Written exercise 1
Please reproduce word for word the part of the corporate tax passage that opens with the words containing "It is common" and closes with "typically about 16%.".
Written exercise 2
For each statement, (a), (b) and (c), answer yes or no according to the corporate tax passage, and quote the exact words that decide it: (a) The number of companies listed on a stock exchange has fallen to about half of its 1996 peak. (b) Nearly all developed US trading partners use a worldwide tax system. (c) Apple incorporated its Irish subsidiary in 1996.

Selected passage
<<<<
The net result is that anyone who can incorporate as an S-Corp will do so. That explains the decline of C-Corps in number – but they still account for 30% of corporate income.
Corporate tax law therefor only applies to large, traded companies or subsidiaries of large companies where the S-Corp “pass through” to individuals does not apply. Of those, the number which as listed on some kind of stock exchange has also gone down to 3,700, about half what it was at the peak in 1996. They are a tiny fraction of the roughly 9 million total corporations.
It goes without saying that corporations this large operate internationally, which takes us to the depths of US tax law. The definition of “profit” for the purposes of taxes on a C-Corp is the difference between income and expenses realized by that company all over the world. Any company which is founded in the US is subject to US taxes under this law.
While this “worldwide” system used to be standard, very few nations have systems like this anymore. Nearly all of our developed trading partners have switched to a “territorial” system, where the local subsidiary of a multi-national corporation is taxed based on the profits they realize in that nation. US based companies pay taxes in the nations they operate, and under US law they receive a credit for that tax against the taxes they owe here.
This is where we get what is commonly called an “offshore loophole” that is hardly a loophole but instead a structural problem with corporate tax law.
It is common for US companies to operate their foreign subsidiaries at “arm’s length”, meaning they function completely separately from the parent US company. That means while they are subject to taxes in the country they operate, they are not subject to US taxes. Overseas profits are not taxable in the US unless they are realized by the US parent company, or “repatriated”. Once they are, they are subject to taxation at 35-38%.
Profits realized overseas are not taxed as long as they stay overseas. Since nearly all nations except the US have the same “territorial” system, these profits can be moved to any overseas subsidiary without further taxes – but cannot come back to the US without paying up. The “penalty” for bringing that money back home is the difference between the tax in the nation it was first realized and the US rate – typically about 16%.
The total amount of money which has been realized, and taxed, as profit by US companies outside our borders is now estimated at $2 trillion.
This is far from the limit of the problem, however. Apple incorporated their Irish subsidiary, known as AOI (Apple of Ireland) back in 1980. They built a manufacturing plant near Cork, so there was nothing strange about it. But there are many quirks in Irish law, and Apple found a big one. A company is a US company if it was founded here, but a company is Irish if it does its operations in Ireland. AOI, founded in Ireland, now operates almost excluively in Cupertino California, meaning it belongs to no nation – and pays no taxes. It also happens to be the center for all of Apple’s European operations, meaning there is no corporate tax on iPhones sold in Europe.
>>>>
Records supplied
<<<<
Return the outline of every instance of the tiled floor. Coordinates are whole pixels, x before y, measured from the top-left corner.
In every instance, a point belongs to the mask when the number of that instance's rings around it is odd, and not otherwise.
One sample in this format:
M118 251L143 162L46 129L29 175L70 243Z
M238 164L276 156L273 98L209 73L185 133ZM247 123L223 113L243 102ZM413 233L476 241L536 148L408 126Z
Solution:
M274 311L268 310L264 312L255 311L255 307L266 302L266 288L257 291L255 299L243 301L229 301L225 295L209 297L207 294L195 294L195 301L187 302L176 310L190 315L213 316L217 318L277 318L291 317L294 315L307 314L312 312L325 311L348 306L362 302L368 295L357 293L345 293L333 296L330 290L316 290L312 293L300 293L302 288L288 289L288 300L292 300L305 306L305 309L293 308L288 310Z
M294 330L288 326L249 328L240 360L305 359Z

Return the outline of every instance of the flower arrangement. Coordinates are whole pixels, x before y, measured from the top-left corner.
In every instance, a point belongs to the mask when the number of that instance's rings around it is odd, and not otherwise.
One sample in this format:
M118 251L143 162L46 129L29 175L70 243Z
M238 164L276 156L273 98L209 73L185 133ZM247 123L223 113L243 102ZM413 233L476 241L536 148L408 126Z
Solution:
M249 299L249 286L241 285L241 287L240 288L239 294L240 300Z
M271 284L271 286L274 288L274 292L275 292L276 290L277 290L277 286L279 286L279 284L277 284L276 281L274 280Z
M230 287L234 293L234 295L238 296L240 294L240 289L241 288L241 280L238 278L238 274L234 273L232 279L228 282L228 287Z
>>>>
Expected output 1
It is common for US companies to operate their foreign subsidiaries at “arm’s length”, meaning they function completely separately from the parent US company. That means while they are subject to taxes in the country they operate, they are not subject to US taxes. Overseas profits are not taxable in the US unless they are realized by the US parent company, or “repatriated”. Once they are, they are subject to taxation at 35-38%.
Profits realized overseas are not taxed as long as they stay overseas. Since nearly all nations except the US have the same “territorial” system, these profits can be moved to any overseas subsidiary without further taxes – but cannot come back to the US without paying up. The “penalty” for bringing that money back home is the difference between the tax in the nation it was first realized and the US rate – typically about 16%.

Expected output 2
(a) Yes: "has also gone down to 3,700, about half what it was at the peak in 1996"
(b) No: "Nearly all of our developed trading partners have switched to a “territorial” system"
(c) No: "Apple incorporated their Irish subsidiary, known as AOI (Apple of Ireland) back in 1980."